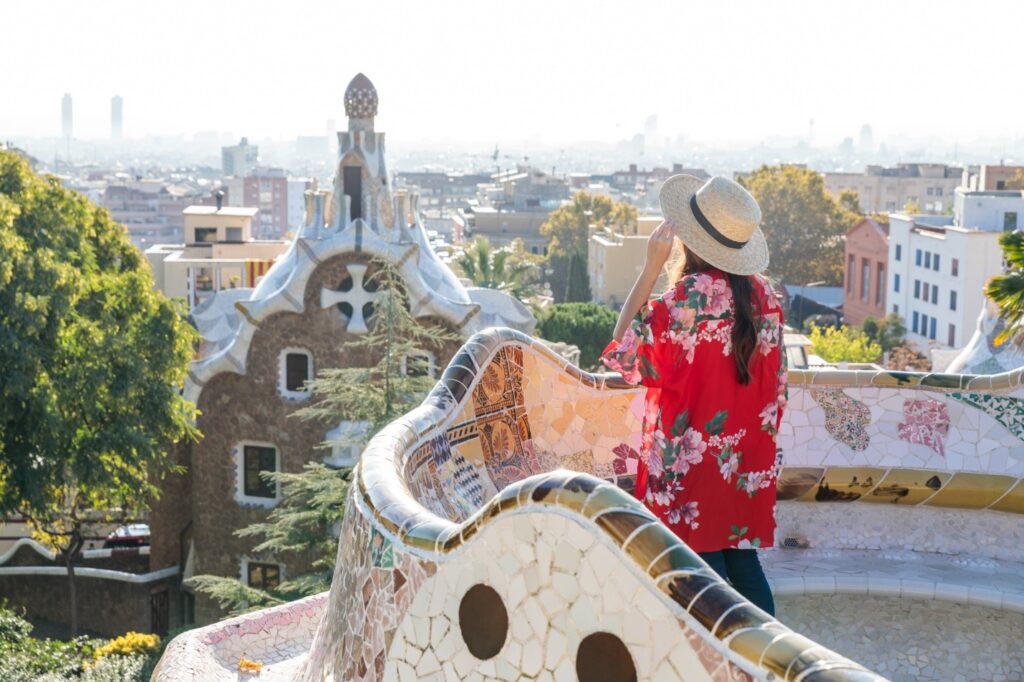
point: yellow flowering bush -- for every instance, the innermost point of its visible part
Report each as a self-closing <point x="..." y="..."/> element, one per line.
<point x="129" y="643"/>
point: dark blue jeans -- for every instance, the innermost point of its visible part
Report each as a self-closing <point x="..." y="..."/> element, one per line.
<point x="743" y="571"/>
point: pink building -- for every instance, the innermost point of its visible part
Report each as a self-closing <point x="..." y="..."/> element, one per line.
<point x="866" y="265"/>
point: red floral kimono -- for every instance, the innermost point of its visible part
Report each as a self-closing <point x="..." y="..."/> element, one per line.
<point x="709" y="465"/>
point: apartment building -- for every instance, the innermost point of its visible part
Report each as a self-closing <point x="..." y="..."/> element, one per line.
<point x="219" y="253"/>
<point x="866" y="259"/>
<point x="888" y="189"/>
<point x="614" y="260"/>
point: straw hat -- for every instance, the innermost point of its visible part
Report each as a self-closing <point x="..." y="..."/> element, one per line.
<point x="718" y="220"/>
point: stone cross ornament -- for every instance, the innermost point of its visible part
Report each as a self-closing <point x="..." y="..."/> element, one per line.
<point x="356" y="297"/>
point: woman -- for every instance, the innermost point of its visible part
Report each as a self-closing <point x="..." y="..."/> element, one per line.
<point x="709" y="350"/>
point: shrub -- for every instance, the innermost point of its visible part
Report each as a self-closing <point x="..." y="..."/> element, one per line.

- Job:
Leave out the pictures and restate everything else word for word.

- Result:
point: yellow flowering bush -- for every instance, the innermost point of its visible part
Report each as a self-closing <point x="..." y="..."/> element, one per line.
<point x="129" y="643"/>
point: dark blue jeans -- for every instance, the innermost point of its visible part
Report each as a self-closing <point x="..." y="..."/> element, one per line.
<point x="743" y="571"/>
point: pink building -- for every instance, the innermost point of its visible part
Report each as a self-closing <point x="..." y="..."/> element, one per line.
<point x="866" y="265"/>
point: red floral kimono -- for every instance, the innermost point of its visible part
Report each as a self-closing <point x="..." y="..."/> element, one per line.
<point x="709" y="465"/>
point: apartment building -- for every instance, the innermost point of its visible part
Report each as a self-closing <point x="..." y="..."/> element, one per line.
<point x="219" y="253"/>
<point x="866" y="259"/>
<point x="888" y="189"/>
<point x="614" y="260"/>
point: straw hat -- for every instance, the innermost point of its visible part
Report each as a self-closing <point x="..." y="..."/> element, one per line.
<point x="718" y="220"/>
point: stone cross ornament -- for every instance, the innermost point of its visible part
Report each as a self-closing <point x="..." y="..."/> element, one per line.
<point x="356" y="297"/>
point: woman -- for every instance, the innermost point of its visible part
Report each as a self-closing <point x="..." y="..."/> element, one per line.
<point x="709" y="350"/>
point: shrub -- for every instance, the innermost point of its visible part
Report each as a self-closing <point x="..." y="..."/> element, one per line.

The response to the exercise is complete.